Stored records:
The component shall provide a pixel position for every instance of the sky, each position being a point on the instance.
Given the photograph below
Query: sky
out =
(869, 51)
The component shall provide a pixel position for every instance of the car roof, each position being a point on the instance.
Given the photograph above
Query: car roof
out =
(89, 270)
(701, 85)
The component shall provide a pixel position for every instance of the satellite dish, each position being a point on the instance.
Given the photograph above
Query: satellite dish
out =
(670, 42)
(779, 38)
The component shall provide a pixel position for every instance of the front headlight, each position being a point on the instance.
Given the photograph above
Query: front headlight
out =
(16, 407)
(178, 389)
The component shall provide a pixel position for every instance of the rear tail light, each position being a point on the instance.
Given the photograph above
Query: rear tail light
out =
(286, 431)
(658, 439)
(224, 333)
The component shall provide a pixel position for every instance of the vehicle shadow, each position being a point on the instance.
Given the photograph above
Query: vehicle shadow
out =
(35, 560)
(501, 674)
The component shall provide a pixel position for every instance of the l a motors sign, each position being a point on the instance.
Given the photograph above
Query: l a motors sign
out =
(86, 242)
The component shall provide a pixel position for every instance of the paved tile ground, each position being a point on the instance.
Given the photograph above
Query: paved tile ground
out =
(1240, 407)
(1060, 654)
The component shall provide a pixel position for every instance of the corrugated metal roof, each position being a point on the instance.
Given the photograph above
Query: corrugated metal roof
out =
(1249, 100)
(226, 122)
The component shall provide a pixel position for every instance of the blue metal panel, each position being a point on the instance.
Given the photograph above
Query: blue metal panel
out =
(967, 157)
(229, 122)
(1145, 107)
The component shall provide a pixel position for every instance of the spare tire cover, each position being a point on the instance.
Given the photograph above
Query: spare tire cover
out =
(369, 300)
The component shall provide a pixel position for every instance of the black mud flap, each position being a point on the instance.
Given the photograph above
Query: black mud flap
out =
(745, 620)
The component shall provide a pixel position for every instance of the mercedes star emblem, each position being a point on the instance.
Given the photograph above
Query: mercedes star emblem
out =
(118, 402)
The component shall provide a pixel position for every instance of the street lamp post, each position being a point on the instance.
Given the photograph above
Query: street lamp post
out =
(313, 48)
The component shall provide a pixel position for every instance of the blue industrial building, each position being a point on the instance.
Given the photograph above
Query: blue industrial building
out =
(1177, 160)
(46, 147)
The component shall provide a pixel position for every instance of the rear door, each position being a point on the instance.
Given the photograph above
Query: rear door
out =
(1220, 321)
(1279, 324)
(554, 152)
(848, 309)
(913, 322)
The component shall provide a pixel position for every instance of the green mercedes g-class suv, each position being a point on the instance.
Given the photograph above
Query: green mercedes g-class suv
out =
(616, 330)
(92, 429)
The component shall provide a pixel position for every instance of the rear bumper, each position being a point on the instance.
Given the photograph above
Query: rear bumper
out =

Problem details: Each line above that has the word "motors" must be copied.

Output:
The component shall provide a pixel position for every instance of the l a motors sign, each position being a point on the instance.
Query: l a motors sign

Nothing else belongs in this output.